===== Input data =====

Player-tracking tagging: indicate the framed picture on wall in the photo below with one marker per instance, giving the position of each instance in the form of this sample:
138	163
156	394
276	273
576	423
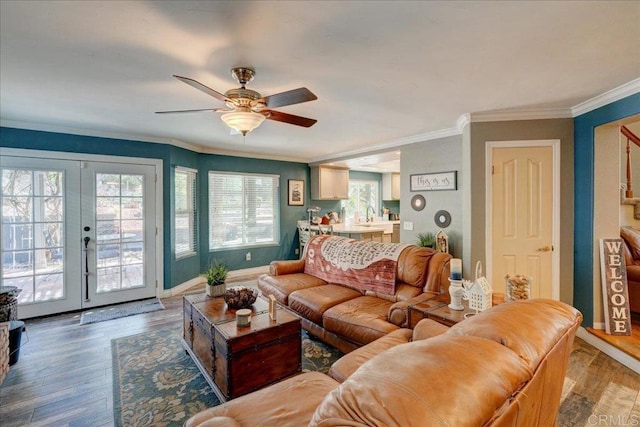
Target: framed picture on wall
296	192
434	181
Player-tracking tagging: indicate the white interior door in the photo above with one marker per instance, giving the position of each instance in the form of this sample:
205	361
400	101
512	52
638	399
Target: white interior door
118	232
522	219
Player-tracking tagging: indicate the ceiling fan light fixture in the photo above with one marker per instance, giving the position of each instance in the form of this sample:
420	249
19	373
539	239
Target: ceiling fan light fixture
242	121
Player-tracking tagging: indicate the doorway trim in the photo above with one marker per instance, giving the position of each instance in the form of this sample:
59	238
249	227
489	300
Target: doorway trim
82	157
555	232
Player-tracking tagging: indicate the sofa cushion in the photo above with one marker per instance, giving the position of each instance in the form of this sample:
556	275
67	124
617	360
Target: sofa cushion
349	363
412	265
446	380
300	396
530	333
311	303
360	320
281	286
404	292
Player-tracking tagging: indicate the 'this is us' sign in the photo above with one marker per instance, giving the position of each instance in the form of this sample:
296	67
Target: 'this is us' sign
615	294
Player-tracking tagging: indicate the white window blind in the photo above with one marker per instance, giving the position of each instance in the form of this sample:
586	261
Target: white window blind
185	213
243	210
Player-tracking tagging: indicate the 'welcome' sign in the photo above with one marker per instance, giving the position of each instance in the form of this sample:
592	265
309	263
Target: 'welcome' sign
614	287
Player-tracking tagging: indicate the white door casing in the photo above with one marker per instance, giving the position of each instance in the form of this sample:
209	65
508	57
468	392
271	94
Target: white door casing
523	214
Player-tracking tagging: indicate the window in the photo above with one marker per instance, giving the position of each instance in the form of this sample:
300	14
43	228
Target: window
362	195
243	210
185	214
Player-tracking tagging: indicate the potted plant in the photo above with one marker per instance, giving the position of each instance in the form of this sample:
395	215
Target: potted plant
216	275
426	240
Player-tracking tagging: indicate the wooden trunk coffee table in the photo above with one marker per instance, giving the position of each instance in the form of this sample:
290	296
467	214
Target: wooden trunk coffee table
238	360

=====

* **Assigned task**
All of the records should be output exactly as they stand, with pictures omitted.

* **Exercise response**
Player-tracking tagging: indicate the framed picture on wall in the photo below with one marker per instance, giving the position of each instance in the form of this sample:
138	163
156	394
276	273
576	423
Target: framed picture on wall
296	192
434	181
Player-tracking tagging: indicate the white interior door in the photo above with one marker per instance, giving the position of each instance in the form of this sample:
205	361
400	101
512	52
638	399
Target: white interior door
118	232
522	219
Player-tracking tagging: indicate the ceiling fan light fixture in the photo above with one marker per instance, giving the position of each instance in the form of this sample:
420	249
19	373
539	239
Target: ceiling fan light fixture
242	121
Player-tracking tagging: indicate the doorway trim in the photo above with one marker per instance, giving the position of each instance in the form of this sample:
59	238
249	227
489	300
Target: doorway trim
82	157
555	232
Player-tracking tagging: indicate the sofa cushion in the photo above with one marker per instance, giving the position of each instance in the form of this sample:
556	275
67	124
617	360
Target: sofa cushion
349	363
412	265
446	380
300	396
530	333
311	303
360	320
281	286
404	292
Player-tracking tagging: indicate the 'this is us' sign in the photo above with one marker per instance, giving the position of each instance in the form of this sample:
296	67
Target: 'this is us' sign
615	294
Player-tracking tagging: indicate the white window blind in the photo above with one marker per instance, giving the position of each instance in the form of this sample:
586	261
Target: white window blind
185	213
243	210
Player-tracking tagging: indicate the 'welcome' sign in the photo above with one marker per instance, giving the position of each instance in the form of this sample:
592	265
309	263
Target: 'welcome' sign
614	287
Player-tracking tagging: indicate the white door casing in the photo above with one marker per instance, giving the position of each instance in the form of this sample:
209	65
508	57
468	392
271	94
Target: white door casing
523	214
Player-tracking tagging: indicate the window in the photo above with one marker per instance, giving the position of each instance in the form of this sample:
300	14
43	228
Target: window
362	195
243	210
185	214
Player-tracking tagging: indicate the potted plant in the photo above with one marker per instance, giving the position of each instance in the form of this sample:
395	215
Target: potted plant
216	275
426	240
Player-tracking tagging: indicate the wooden trunk coffee table in the photo above with one marker per instance, giving the position of each instance in the form of this sample:
290	296
467	214
Target: wooden trunk coffee table
238	360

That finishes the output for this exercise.